AÇÃO NECESSÁRIA →
No trecho sobre a chegada da psicanálise no Brasil, quem verteu a psicanálise quando ela desembarcou no país?

── TRECHO FORNECIDO

A dimensão política e social, marcada por uma postura que atrela clínica e crítica social, é, pois, algo inerente ao discurso psicanalítico. Cabe aos candidatos a analistas exercê-la, considerando as condições históricas, materiais e culturais que o cercam.
A chegada da psicanálise no Brasil: entre a medicina eugenista e o movimento artístico modernista
Ao nos dedicarmos a esse exercício de considerar as condições históricas, materiais e culturais que envolvem a psicanálise no Brasil, nos deparamos com uma série de especificidades. Em seu desembarque em nosso solo, a psicanálise, lida mormente em alemão, é vertida pelos médicos e intelectuais da época - uma elite branca e europeizada, para quem soavam promissoras as ideias eugenistas e higienistas.

────
── LINHAS DE DADOS

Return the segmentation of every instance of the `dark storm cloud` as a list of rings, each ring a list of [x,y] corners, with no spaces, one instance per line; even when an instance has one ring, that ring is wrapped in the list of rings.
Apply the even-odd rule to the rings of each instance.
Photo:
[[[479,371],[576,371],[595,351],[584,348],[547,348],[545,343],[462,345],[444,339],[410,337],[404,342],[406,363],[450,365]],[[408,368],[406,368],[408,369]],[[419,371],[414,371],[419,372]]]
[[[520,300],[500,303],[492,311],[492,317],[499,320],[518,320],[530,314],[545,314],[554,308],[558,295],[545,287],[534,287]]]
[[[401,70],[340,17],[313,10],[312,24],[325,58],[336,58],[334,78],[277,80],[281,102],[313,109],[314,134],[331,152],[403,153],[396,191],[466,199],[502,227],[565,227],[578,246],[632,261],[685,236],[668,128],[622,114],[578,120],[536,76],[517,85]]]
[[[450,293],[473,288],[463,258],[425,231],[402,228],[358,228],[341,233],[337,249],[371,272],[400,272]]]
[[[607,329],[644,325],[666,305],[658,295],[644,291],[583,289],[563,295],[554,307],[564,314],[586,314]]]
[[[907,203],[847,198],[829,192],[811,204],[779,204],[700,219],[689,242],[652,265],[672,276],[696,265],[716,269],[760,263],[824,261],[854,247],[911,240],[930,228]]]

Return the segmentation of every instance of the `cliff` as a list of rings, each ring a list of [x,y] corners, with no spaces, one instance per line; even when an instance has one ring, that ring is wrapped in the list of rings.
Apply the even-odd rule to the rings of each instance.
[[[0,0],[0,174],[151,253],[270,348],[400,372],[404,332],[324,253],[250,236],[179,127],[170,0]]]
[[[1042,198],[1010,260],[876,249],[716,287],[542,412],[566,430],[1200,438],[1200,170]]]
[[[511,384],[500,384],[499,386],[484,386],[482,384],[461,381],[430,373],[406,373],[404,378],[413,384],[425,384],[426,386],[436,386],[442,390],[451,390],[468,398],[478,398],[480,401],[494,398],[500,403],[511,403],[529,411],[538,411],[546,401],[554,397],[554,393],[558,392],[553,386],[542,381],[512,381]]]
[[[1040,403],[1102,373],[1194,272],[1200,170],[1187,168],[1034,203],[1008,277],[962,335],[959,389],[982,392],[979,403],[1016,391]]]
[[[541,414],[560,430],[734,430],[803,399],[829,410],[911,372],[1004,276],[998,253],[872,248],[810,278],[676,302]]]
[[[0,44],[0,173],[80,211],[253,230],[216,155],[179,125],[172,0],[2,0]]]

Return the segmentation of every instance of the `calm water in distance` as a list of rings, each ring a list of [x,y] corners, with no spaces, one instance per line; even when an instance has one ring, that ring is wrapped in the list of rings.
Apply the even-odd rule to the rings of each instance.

────

RESULTADO DA TAREFA →
Os médicos e intelectuais da época, uma elite branca e europeizada.